* **Metin Alıntısı**:

Sözün Ardı/Önü: 82 Yazdıkça Görülen: (26) Bir Güne Dokunan Söz | Feridun Andaç

Mart 18, 2025

Sözün Ardı/Önü: 82 Yazdıkça Görülen: (26) Bir Güne Dokunan Söz | Feridun Andaç

Okuduğun haberin etkisinden kurtulman mümkün değil. Güne öyle başlıyorsun. Önceki hafta gazete yazını yazarken endişeliydin. (*) Bu kez kaygı verici bir duruma dönüştürüyor her bir şeyi o haber:

“Yasa tasarısına göre artık Avrupa ülkesi sayılmayacağız.”

Devamı şöyle haberin:

“ABD parlamento üyeleri Türkiye’nin artık bir Avrupa ülkesi olarak değil, Orta Doğa ülkesi olarak yeniden sınıflandırılması için Temsilciler Meclisi’ni yaşasa tasarısı sundu.

Yasa tasarısına göre; Amerika’nın Türkiye ile Diplomatik İlişkileri yeniden düzenlenerek, Türkiye’nin ABD Dışişleri Bakanlığı’nda “Avrupa ve Avrasya” olan statüsü, “Yakın Doğu (Ortadoğu NEA)” olarak güncellenecek.

(Saklanan veri kümesi kayıtları)
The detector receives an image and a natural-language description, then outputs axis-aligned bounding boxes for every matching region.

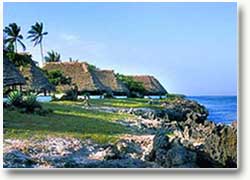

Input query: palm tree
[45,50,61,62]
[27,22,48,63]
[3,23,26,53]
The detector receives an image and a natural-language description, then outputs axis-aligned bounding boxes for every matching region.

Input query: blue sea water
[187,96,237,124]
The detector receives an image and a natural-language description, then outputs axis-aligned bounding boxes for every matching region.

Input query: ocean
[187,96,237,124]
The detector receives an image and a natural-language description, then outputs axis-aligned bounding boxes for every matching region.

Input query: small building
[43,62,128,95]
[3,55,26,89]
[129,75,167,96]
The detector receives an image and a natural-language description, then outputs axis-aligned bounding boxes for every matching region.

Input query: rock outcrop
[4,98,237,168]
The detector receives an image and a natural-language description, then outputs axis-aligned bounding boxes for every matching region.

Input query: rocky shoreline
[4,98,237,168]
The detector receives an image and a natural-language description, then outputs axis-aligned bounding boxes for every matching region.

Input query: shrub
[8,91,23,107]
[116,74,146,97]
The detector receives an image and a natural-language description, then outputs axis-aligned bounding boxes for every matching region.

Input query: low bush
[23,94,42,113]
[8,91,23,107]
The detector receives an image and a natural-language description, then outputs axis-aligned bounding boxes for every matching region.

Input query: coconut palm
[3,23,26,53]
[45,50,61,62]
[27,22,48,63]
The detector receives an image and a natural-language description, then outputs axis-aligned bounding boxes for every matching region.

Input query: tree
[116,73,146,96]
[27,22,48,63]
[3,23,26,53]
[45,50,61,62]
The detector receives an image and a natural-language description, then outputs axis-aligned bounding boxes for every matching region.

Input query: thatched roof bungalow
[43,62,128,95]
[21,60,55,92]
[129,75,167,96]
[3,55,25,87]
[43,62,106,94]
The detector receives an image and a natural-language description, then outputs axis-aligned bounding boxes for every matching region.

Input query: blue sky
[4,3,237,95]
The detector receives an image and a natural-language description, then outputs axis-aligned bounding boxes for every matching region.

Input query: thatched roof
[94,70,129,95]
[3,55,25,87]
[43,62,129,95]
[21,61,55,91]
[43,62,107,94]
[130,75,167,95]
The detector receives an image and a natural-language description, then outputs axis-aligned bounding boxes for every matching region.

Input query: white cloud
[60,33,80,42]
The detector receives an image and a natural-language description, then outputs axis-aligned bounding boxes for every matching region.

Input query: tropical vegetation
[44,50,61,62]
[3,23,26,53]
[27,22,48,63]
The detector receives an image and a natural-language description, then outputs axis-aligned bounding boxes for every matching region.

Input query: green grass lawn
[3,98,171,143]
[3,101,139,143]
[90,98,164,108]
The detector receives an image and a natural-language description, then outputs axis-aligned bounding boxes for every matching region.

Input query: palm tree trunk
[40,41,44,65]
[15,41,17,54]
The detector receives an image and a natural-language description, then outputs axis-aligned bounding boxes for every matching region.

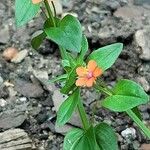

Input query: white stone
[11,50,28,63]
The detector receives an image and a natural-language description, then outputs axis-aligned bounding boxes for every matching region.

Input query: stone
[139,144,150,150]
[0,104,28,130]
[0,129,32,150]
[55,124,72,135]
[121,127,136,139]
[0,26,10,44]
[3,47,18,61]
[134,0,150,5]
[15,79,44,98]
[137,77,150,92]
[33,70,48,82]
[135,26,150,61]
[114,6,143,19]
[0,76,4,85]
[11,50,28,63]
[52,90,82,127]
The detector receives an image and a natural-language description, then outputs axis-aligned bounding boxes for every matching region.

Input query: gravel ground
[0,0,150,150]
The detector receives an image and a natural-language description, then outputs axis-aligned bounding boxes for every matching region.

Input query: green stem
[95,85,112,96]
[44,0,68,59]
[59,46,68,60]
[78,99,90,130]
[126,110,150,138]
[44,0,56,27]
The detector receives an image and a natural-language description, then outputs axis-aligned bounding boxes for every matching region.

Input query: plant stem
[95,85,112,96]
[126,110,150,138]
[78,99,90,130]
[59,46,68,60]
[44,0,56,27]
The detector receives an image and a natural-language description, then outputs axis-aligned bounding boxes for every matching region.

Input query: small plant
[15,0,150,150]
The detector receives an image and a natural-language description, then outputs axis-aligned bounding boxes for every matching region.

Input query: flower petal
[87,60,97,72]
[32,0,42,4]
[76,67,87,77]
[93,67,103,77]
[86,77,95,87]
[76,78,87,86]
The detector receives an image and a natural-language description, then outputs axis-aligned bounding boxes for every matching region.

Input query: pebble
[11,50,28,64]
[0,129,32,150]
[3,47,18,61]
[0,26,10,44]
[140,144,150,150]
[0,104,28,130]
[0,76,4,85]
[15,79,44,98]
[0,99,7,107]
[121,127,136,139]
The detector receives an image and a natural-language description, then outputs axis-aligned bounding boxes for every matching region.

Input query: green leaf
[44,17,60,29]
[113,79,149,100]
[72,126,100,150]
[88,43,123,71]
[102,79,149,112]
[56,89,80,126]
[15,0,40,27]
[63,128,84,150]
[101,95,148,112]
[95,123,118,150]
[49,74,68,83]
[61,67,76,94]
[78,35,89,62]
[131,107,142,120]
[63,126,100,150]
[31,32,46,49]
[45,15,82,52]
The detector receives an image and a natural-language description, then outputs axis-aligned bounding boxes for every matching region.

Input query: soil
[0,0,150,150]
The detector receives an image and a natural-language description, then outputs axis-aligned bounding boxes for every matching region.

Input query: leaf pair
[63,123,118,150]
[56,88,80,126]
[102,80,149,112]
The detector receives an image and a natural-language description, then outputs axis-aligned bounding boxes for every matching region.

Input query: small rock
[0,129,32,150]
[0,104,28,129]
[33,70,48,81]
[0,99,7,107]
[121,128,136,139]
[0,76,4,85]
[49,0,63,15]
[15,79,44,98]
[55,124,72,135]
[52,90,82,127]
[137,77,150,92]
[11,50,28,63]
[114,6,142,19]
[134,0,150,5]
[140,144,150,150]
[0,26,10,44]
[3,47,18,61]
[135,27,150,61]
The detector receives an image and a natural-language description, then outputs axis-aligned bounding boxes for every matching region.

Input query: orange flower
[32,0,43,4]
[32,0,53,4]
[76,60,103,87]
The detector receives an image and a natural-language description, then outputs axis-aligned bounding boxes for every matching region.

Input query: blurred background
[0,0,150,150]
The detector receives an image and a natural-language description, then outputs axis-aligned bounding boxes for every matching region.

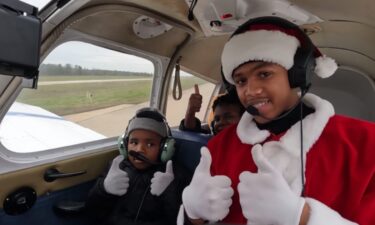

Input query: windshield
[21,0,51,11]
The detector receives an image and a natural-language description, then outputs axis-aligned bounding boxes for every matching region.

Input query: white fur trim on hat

* **Görevler**:
(a) Türkiye'nin yeniden sınıflandırılmasına dair yazıda "Mart 18, 2025" sözleriyle başlayıp "yaşasa tasarısı sundu." sözlerine kadar uzanan bölümü harfi harfine kopyala.
(b) Türkiye'nin yeniden sınıflandırılmasına dair yazıyı kaldığı yerden alıp sürdür.

* **Yanıtlar**:
(a)
Mart 18, 2025

Sözün Ardı/Önü: 82 Yazdıkça Görülen: (26) Bir Güne Dokunan Söz | Feridun Andaç

Okuduğun haberin etkisinden kurtulman mümkün değil. Güne öyle başlıyorsun. Önceki hafta gazete yazını yazarken endişeliydin. (*) Bu kez kaygı verici bir duruma dönüştürüyor her bir şeyi o haber:

“Yasa tasarısına göre artık Avrupa ülkesi sayılmayacağız.”

Devamı şöyle haberin:

“ABD parlamento üyeleri Türkiye’nin artık bir Avrupa ülkesi olarak değil, Orta Doğa ülkesi olarak yeniden sınıflandırılması için Temsilciler Meclisi’ni yaşasa tasarısı sundu.

(b)
Daha basit anlatımla ABD bundan böyle Türkiye’nin diplomatik statüsünü İran, Suriye, Lübnan, Ürdün ve Libya ile aynı kategoriye alacak.” (**)

Üsküdar’dasın. Gününü Kuzguncuk’ta geçirmek istiyorsun. Yanına aldığın kitapların var. Ama bir yenisini hemen açıp okumaya başlıyorsun soluk aldığın cafede.

Augustinus’un şu cümleleri karşılıyor seni:

“Böylece,  ulaştığım ya da ulaşmayı arzuladığım bu dünyanın hırslarını geride bıraktığımda ve kendimi Hıristiyan  yaşamının sükunetine adadığımda, henüz vaftiz edilmiş olmama rağmen, olabildiğince sağlam gerekçelerle, beni rahatsız ettikleri için pek çok insanı hakikati keşfetme umutsuzluğuna iten ve her şey onlarla belirsiz ve anlaşılmaz göründüğü için, bilge kişiyi herhangi bir şeyi kabul etmekten ve olabildiğince açık ve kesin bir şeyi onaylamaktan alıkoyan argümanları zihnimden silinsin diye ilk olarak Akademiacılar üzerine yazdım.  Rabb’in lütfu ve yardımıyla bunu yapabildim.” (***)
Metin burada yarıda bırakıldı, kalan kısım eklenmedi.